Dataset
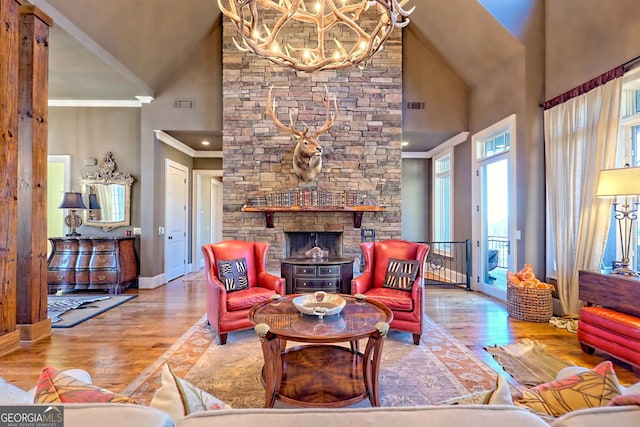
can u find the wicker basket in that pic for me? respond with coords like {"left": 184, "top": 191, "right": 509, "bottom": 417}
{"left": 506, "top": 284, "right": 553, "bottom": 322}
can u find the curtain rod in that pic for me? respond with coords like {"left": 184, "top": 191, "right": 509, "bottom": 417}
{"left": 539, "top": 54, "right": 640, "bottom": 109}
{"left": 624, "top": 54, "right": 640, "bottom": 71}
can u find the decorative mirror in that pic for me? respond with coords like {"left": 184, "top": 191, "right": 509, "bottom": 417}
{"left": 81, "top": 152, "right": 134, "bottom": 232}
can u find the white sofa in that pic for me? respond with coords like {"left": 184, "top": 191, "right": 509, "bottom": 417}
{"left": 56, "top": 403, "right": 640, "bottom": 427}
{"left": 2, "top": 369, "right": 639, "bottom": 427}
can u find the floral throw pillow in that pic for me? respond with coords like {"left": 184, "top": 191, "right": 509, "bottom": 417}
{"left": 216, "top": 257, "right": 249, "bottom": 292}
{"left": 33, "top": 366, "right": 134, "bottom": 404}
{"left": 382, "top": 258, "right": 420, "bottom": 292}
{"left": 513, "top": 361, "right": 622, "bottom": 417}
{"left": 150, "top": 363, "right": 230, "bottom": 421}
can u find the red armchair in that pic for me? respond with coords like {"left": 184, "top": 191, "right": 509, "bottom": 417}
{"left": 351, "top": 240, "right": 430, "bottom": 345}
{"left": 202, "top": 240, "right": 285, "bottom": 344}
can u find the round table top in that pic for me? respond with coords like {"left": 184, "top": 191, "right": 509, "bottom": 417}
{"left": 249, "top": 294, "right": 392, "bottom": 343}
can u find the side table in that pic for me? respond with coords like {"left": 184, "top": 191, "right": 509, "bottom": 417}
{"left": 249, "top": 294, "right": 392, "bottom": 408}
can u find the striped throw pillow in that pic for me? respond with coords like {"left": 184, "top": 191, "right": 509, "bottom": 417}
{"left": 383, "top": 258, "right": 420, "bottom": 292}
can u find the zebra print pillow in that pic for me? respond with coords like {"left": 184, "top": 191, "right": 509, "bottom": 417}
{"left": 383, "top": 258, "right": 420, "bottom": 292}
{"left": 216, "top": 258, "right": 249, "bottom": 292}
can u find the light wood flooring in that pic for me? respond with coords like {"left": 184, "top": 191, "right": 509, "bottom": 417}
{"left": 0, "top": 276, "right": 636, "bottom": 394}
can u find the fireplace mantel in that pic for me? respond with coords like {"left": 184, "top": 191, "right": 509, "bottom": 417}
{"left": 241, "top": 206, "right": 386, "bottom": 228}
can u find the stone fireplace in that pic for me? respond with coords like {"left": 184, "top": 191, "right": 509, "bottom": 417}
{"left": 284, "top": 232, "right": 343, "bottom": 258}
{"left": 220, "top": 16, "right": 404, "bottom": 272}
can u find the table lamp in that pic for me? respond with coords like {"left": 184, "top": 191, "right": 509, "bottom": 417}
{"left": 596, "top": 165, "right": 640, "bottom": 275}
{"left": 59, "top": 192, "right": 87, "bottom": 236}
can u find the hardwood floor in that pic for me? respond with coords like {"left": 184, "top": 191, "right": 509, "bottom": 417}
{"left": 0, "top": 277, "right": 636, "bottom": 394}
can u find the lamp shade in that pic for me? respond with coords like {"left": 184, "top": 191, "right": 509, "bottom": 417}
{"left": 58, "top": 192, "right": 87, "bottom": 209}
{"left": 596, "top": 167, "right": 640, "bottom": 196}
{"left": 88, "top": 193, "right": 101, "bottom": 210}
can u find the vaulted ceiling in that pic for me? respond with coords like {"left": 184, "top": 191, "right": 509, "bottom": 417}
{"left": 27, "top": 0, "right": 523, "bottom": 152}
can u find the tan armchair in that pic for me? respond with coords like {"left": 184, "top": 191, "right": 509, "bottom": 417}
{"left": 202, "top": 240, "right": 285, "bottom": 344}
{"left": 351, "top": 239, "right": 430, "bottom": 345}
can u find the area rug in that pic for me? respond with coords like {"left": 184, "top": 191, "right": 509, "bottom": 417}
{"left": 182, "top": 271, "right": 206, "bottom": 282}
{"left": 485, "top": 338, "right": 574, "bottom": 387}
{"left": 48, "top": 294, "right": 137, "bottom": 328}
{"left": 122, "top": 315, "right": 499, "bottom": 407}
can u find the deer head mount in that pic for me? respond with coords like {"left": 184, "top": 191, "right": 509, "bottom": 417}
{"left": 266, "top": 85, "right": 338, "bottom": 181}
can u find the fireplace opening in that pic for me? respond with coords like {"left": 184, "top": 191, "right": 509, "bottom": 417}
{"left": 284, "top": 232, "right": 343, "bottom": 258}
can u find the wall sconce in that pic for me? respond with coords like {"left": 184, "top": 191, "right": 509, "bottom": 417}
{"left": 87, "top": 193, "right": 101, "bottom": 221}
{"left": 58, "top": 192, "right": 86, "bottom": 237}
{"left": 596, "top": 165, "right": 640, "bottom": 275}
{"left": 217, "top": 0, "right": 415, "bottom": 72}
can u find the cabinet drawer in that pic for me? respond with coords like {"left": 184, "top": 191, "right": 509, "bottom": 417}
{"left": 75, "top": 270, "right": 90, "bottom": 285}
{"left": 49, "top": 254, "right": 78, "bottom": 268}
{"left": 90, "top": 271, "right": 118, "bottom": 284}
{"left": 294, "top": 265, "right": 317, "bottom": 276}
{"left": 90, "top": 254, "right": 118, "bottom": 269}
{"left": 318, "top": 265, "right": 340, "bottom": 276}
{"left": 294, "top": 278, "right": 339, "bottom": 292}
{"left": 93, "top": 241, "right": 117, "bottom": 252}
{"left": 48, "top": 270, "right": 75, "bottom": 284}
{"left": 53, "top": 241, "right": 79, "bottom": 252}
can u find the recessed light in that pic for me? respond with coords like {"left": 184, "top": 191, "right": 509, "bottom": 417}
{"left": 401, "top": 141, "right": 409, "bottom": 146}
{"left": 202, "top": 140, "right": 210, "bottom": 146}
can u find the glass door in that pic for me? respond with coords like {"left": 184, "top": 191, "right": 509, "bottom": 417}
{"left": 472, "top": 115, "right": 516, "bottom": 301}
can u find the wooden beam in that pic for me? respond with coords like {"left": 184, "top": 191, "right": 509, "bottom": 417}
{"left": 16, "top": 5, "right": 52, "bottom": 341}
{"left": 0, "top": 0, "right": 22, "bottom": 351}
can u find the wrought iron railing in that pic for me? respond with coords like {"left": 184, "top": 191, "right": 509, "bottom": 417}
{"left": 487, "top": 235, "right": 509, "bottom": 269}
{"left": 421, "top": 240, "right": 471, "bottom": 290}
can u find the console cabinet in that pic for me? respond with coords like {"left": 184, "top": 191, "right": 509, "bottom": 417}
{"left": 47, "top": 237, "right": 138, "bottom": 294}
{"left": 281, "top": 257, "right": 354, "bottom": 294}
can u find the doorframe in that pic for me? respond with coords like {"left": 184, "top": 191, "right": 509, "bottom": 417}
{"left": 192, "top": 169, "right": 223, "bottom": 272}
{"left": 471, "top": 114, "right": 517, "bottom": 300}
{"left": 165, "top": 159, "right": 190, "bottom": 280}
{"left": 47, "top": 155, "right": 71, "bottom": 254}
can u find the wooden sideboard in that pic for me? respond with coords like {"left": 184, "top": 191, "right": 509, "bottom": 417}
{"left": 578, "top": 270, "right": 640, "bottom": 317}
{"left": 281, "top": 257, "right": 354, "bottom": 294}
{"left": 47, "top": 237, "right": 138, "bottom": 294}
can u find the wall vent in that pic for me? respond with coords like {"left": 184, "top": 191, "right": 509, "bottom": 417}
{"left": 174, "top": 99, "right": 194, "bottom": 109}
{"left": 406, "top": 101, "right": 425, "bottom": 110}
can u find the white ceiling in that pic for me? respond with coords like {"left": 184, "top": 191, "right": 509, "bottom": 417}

Problem details
Output the line containing "can u find the wooden beam" together with all later lines of the entries, exactly as written, through the final line.

Result of the exercise
can u find the wooden beam in that pic for me? respond with coords like {"left": 184, "top": 191, "right": 509, "bottom": 417}
{"left": 16, "top": 5, "right": 52, "bottom": 341}
{"left": 0, "top": 0, "right": 22, "bottom": 351}
can u find the wrought iron railing in that pic for me? respond with coords like {"left": 184, "top": 191, "right": 509, "bottom": 417}
{"left": 487, "top": 235, "right": 509, "bottom": 269}
{"left": 421, "top": 240, "right": 471, "bottom": 290}
can u find the console cabinet in that pic for me? respond with coords like {"left": 184, "top": 191, "right": 509, "bottom": 417}
{"left": 47, "top": 237, "right": 138, "bottom": 294}
{"left": 281, "top": 257, "right": 354, "bottom": 294}
can u find the doorframe in that pic for me? respond with coords like {"left": 184, "top": 191, "right": 509, "bottom": 417}
{"left": 192, "top": 169, "right": 223, "bottom": 272}
{"left": 471, "top": 114, "right": 517, "bottom": 300}
{"left": 165, "top": 159, "right": 190, "bottom": 280}
{"left": 47, "top": 155, "right": 71, "bottom": 254}
can u find the wooden sideboard in that pic for me? respond with coords like {"left": 184, "top": 191, "right": 509, "bottom": 417}
{"left": 578, "top": 270, "right": 640, "bottom": 317}
{"left": 281, "top": 257, "right": 354, "bottom": 294}
{"left": 47, "top": 237, "right": 138, "bottom": 294}
can u find the wall vent in that pic for me? respond with coords like {"left": 184, "top": 191, "right": 509, "bottom": 417}
{"left": 174, "top": 99, "right": 194, "bottom": 109}
{"left": 406, "top": 101, "right": 425, "bottom": 110}
can u find the white ceiling in that pic for me? respond with coords like {"left": 184, "top": 191, "right": 509, "bottom": 417}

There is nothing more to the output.